**Stated task**
Reproduce the material below word for word, leaving out the pictures.

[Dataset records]
★ ★ ★ ★ ★ ★ ★

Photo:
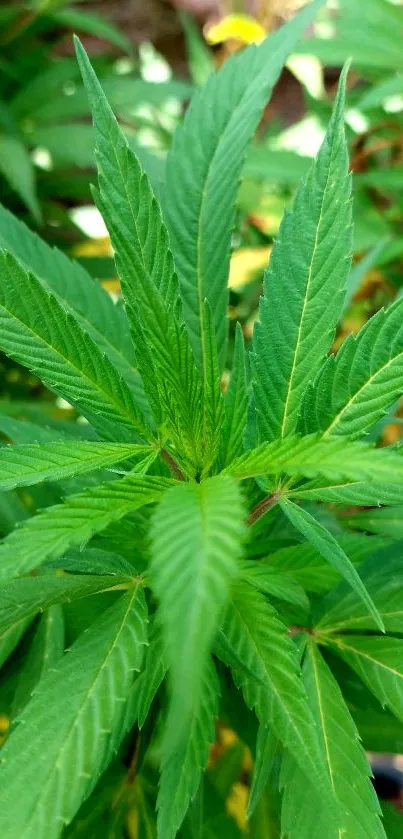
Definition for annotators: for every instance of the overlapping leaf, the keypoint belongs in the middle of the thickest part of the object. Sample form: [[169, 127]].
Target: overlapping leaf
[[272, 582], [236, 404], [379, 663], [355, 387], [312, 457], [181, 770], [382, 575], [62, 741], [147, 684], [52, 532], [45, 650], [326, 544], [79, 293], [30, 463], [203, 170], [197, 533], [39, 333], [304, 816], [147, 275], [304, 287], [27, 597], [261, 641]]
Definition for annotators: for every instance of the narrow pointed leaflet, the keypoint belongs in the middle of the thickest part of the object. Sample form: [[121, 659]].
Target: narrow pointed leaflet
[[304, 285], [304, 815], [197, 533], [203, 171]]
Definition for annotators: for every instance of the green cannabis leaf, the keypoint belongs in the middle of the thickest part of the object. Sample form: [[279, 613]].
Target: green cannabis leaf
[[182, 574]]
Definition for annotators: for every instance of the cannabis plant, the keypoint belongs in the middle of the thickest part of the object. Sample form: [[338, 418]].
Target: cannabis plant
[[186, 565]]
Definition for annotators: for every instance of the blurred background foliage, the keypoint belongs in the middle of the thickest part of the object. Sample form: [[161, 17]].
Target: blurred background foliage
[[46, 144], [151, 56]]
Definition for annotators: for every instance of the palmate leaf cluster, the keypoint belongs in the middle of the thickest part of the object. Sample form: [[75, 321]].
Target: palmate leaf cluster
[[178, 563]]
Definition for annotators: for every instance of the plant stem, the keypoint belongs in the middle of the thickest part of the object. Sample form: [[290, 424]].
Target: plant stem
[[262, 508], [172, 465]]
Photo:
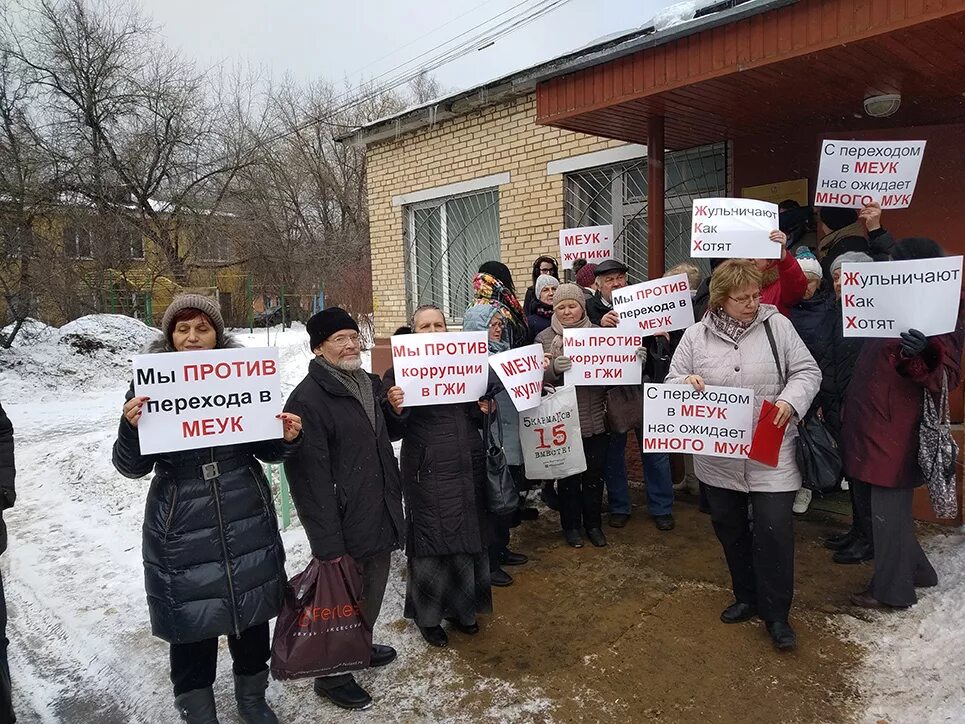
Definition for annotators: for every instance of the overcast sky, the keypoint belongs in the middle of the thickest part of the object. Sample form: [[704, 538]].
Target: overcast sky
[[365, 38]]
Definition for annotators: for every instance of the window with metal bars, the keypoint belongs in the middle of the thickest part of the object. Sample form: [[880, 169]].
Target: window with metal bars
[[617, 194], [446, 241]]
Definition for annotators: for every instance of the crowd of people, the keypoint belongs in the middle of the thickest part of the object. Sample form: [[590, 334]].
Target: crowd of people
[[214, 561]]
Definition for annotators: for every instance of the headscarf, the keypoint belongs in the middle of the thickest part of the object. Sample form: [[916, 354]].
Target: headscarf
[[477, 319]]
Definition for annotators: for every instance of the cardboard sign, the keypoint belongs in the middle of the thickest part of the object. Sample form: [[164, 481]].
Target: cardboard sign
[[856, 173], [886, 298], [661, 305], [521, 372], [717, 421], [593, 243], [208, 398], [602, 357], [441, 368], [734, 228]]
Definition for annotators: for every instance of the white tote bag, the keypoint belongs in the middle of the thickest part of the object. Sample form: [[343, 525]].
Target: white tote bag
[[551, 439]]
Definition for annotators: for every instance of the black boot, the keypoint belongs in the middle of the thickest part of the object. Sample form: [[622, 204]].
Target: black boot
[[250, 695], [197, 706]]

★ ★ ★ ★ ★ ★ ★

**Written response**
Photo:
Definition for annotators: for every instance of the overlapping leaf, the keypoint belongs in the middle of the thickest part of the object. Sample form: [[169, 127]].
Target: overlapping leaf
[[272, 582], [236, 404], [379, 663], [355, 387], [312, 457], [181, 770], [382, 575], [62, 741], [147, 684], [52, 532], [45, 650], [326, 544], [79, 293], [30, 463], [203, 170], [197, 533], [39, 333], [304, 816], [147, 275], [304, 287], [27, 597], [261, 641]]
Definition for annotators: for every instance of the narrow pointed leaflet, the keypoint belongs in the middle of the thickest part of the object. Sample form: [[121, 659]].
Target: narrow pointed leaflet
[[304, 285], [304, 815], [197, 533], [203, 171]]
Definition for annotators: for every instance of the green cannabis leaf, the keypoint belongs in the middle of the thickest part of the object. Sample form: [[279, 613]].
Target: green cannabis leaf
[[182, 574]]
Definition for annotators: for every instance of the cannabis plant, the keypoint belongs in the middle of the thickest part of the object. Sample form: [[338, 418]].
Target: cannabis plant
[[186, 565]]
Definition for annotators: for every instance of the blurred background foliage, the keypoint belongs in the middle of the thickest part of the object. Sample form: [[161, 17]].
Target: blurred background foliage
[[46, 144], [151, 56]]
Definition for annotators: for every instance of the palmate leaf cluster, the keypoint belongs in the middle of the thickest part of the object. Sample form: [[75, 321]].
Target: palmate leaf cluster
[[178, 563]]
Definition for annotators: for every instance of the plant stem, the keypoint belongs in the middle of the thickest part of the object. Sample form: [[290, 424]].
Target: plant stem
[[262, 508], [172, 465]]
Photo:
Definition for annotators: for every instance of the overcast sky, the keypoint belongs in the middle of the thickest part of the object. Sample form: [[704, 538]].
Target: overcast sky
[[365, 38]]
Definition for annotators: for every instance of the window with metal bars, the keypoint belongs in the middle of the thickest part of the object. Sample form: [[880, 169]].
Target: window with metal bars
[[617, 194], [446, 241]]
Definition for annotators: for every instance of the crowd of people, the keypoint belongs in the middle of the thickest part of the object. Sample form: [[590, 334]].
Target: crowd of people
[[214, 561]]
Definition for annotators: for every instance of the headscarf, the keypoint belongs in the middle of the thickest part of the object. Sample form: [[916, 354]].
Target: headscarf
[[477, 319]]
Definition for annotators: for every instance of the cardboard sign, the keypoint belongs in the middle of the thickest part of the object. Sample form: [[164, 481]].
Target: cardboard sign
[[856, 173], [886, 298], [661, 305], [521, 372], [717, 421], [593, 243], [208, 398], [602, 357], [441, 368], [734, 228]]
Definition for annotators: for every instance of the white tote bag, the keypoint belongs in the middle of the thickest part of the object. Sample form: [[343, 525]].
Target: white tote bag
[[551, 439]]
Definition for annotators: for every instance of the black boot, the keypoint belongs in the middle of the thickest part of the object. Sample form: [[622, 204]].
Target: black boot
[[250, 695], [197, 706]]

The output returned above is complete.